• _Data for analysis_:
-=-=-=-=-
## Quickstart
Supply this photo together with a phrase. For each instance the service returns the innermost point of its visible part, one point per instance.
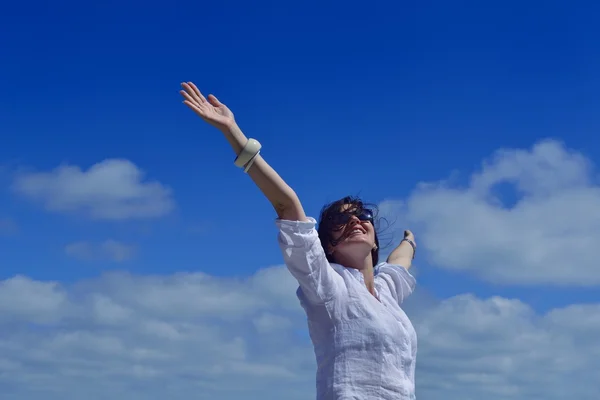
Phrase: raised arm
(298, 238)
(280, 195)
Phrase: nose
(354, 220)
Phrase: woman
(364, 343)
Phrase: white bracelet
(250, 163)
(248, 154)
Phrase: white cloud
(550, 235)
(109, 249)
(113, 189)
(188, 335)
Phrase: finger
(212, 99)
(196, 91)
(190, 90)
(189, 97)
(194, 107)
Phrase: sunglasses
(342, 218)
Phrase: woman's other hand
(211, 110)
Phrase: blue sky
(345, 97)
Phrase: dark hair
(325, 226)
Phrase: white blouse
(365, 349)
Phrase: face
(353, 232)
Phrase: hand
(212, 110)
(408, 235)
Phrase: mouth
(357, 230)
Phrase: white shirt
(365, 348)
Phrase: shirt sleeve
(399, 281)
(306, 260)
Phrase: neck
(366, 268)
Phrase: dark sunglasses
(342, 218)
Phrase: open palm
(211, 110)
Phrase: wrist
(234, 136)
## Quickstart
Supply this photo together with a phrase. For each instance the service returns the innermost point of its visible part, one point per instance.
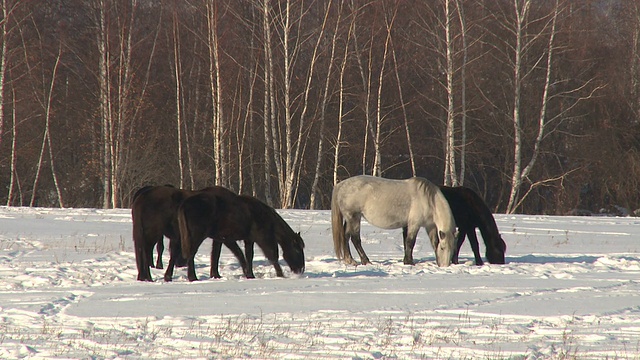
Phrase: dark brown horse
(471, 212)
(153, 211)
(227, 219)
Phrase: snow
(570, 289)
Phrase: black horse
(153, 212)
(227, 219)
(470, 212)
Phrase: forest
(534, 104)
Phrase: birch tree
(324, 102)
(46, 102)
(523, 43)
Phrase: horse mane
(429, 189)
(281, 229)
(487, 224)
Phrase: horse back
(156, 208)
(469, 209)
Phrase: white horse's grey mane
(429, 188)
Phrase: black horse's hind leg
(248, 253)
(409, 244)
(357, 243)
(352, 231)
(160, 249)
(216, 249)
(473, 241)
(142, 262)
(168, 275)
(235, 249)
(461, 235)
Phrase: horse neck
-=-=-=-=-
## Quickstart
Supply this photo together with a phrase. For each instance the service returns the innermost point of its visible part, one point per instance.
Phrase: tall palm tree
-=-=-=-=-
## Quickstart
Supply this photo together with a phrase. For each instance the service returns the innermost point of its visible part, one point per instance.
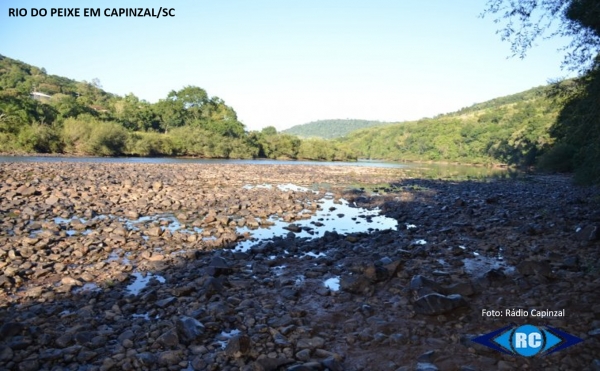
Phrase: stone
-=-=-=-=-
• _Your goal_: Give back exactly the lines of the listing above that run from the line with "Phrase: white horse's grey mane" to the line with "Phrase: horse neck", inclusive.

• _Result below_:
Phrase: white horse's grey mane
(429, 188)
Phrase: black horse's hind leg
(248, 253)
(409, 244)
(357, 243)
(352, 231)
(160, 249)
(216, 249)
(473, 241)
(142, 262)
(168, 275)
(235, 249)
(461, 235)
Phrase: horse neck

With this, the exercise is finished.